[Records drawn from a dataset]
"""

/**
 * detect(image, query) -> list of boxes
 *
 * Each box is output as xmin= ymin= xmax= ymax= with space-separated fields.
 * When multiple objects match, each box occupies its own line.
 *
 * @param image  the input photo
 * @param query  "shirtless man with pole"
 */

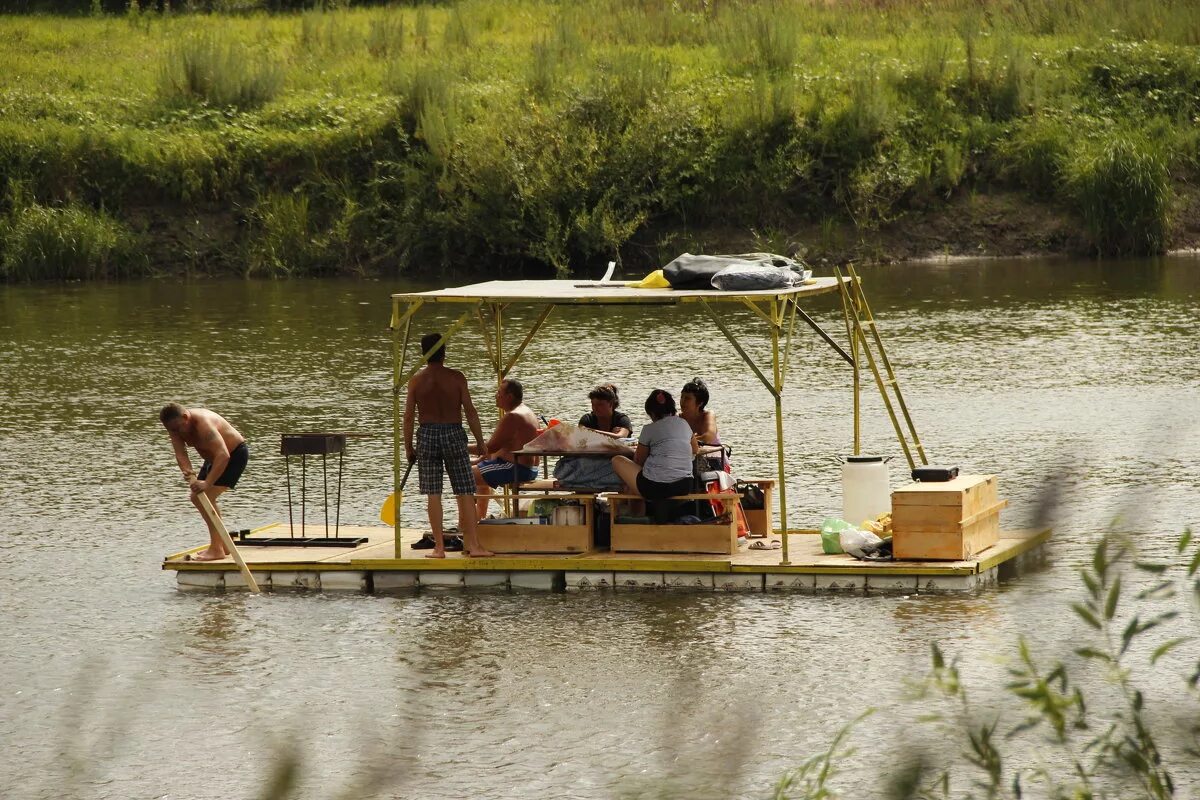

"""

## Stated goal
Reproduce all of the records above word for word, omitting the pictures.

## Result for this task
/**
 * detect(image, query) -> list of boxes
 *
 * Each box is output as xmin= ymin= xmax= ymax= with space-separated fields.
 * When multiple objects match, each box occupies its own line.
 *
 * @param image  the input photo
 * @param query  "shirtless man with pole"
 */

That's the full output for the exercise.